--- PASSAGE FOR REVIEW Enclosed Below ---

World's leading cash buyer of ships for recycling GMS said that last week after a surge that saw the Bangladeshi market rise too fast too soon, in addition to some steady progress made from the firming Pakistani and Indian markets, sub-continent destinations seem to have finally settled down a touch, in the run up to Christmas & New Year’s. As such, it was no surprise to see Bangladesh sink to the bottom of the sub-continent price rankings this week, whilst India sits atop the pile and Pakistan is not too far behind in second. Meanwhile, the Turkish market has continued its upward trajectory in impressive form, with steel plate and imported scrap steel prices registering noteworthy gains this week, some not seen since the crash of 2008, while the Turkish Lira too registered an improvement of its own.
On the sales front, a number of decently priced sales were concluded off of the back of recycling levels hitting USD 400/LT LDT and above last week, particularly in the Capesize Bulker and VLOC sectors. Moreover, 30 VLOCs have now been sold for recycling so far this year, with one more being concluded this week for an HKC green sale into India, in what has turned into the busiest sector to shed tonnage in 2020 thus far.
In fact, even early 2000s built Capesize Bulkers are now being considered as recycling candidates, so low have charter rates fallen in this particular sector - down to almost breakeven OPEX levels at present and are likely to remain this way for the next 3-4 months at least.
Covid cases continue to surge across the USA and Europe as we enter peak flu season and some more serious lockdowns have come into place in the UK, Germany and parts of the US, to name a few.
Overall, it seems to be set to be a bleak midwinter for many and certainly not one that we are accustomed to as all hope for a brighter 2021 ahead.

--- End of Enclosed PASSAGE FOR REVIEW ---
--- DATA Enclosed Below ---

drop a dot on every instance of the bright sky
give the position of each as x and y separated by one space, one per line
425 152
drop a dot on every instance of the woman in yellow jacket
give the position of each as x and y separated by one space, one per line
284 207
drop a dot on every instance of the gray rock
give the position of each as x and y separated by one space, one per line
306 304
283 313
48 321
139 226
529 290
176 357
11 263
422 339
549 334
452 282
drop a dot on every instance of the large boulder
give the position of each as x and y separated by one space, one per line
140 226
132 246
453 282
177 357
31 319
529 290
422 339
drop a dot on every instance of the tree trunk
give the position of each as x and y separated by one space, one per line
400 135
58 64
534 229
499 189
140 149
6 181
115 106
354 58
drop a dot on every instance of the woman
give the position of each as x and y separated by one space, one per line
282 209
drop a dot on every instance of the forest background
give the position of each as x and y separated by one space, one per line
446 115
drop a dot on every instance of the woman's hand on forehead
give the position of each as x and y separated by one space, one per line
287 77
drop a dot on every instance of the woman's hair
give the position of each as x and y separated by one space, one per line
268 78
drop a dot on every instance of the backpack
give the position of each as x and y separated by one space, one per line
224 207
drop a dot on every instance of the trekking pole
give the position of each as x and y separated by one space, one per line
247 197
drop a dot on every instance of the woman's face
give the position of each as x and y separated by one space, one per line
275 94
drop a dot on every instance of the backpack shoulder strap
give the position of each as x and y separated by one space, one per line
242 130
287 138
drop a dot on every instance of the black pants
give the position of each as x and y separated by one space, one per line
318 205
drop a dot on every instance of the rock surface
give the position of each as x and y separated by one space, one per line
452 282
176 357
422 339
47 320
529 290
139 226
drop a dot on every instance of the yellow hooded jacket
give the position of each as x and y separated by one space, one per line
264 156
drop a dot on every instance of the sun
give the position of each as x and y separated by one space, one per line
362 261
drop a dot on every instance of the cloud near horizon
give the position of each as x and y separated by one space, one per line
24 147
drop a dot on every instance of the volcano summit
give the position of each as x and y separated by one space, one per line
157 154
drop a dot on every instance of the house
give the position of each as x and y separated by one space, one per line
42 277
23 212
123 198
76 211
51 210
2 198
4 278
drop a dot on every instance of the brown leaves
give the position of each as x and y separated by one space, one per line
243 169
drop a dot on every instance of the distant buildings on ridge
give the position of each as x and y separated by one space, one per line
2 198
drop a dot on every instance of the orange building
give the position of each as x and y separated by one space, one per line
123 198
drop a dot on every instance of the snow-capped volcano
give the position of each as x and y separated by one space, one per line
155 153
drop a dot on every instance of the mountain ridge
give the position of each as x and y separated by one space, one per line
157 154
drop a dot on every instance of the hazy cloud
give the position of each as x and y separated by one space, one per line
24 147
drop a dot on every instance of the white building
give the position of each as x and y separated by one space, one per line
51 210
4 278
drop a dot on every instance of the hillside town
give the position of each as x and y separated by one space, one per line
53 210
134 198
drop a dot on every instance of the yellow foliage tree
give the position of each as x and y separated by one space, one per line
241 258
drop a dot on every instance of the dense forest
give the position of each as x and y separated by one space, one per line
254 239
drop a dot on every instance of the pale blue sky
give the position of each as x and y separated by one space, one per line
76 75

--- End of Enclosed DATA ---

## WHAT YOU WILL DO
A. Reproduce the ship recycling market report word for word, starting with "World's leading cash" and going on through "of its own.".
B. Summarize the ship recycling market report in two sentences.

## ANSWERS BELOW
A.
World's leading cash buyer of ships for recycling GMS said that last week after a surge that saw the Bangladeshi market rise too fast too soon, in addition to some steady progress made from the firming Pakistani and Indian markets, sub-continent destinations seem to have finally settled down a touch, in the run up to Christmas & New Year’s. As such, it was no surprise to see Bangladesh sink to the bottom of the sub-continent price rankings this week, whilst India sits atop the pile and Pakistan is not too far behind in second. Meanwhile, the Turkish market has continued its upward trajectory in impressive form, with steel plate and imported scrap steel prices registering noteworthy gains this week, some not seen since the crash of 2008, while the Turkish Lira too registered an improvement of its own.

B. Sub-continent ship recycling markets settled down somewhat ahead of Christmas and New Year's, with Bangladesh sinking to the bottom of the price rankings, India on top and Pakistan second, while the Turkish market continued its upward trajectory. A number of decently priced sales were concluded after recycling levels hit USD 400/LT LDT and above, particularly for Capesize Bulkers and VLOCs, and 30 VLOCs have been sold for recycling so far this year.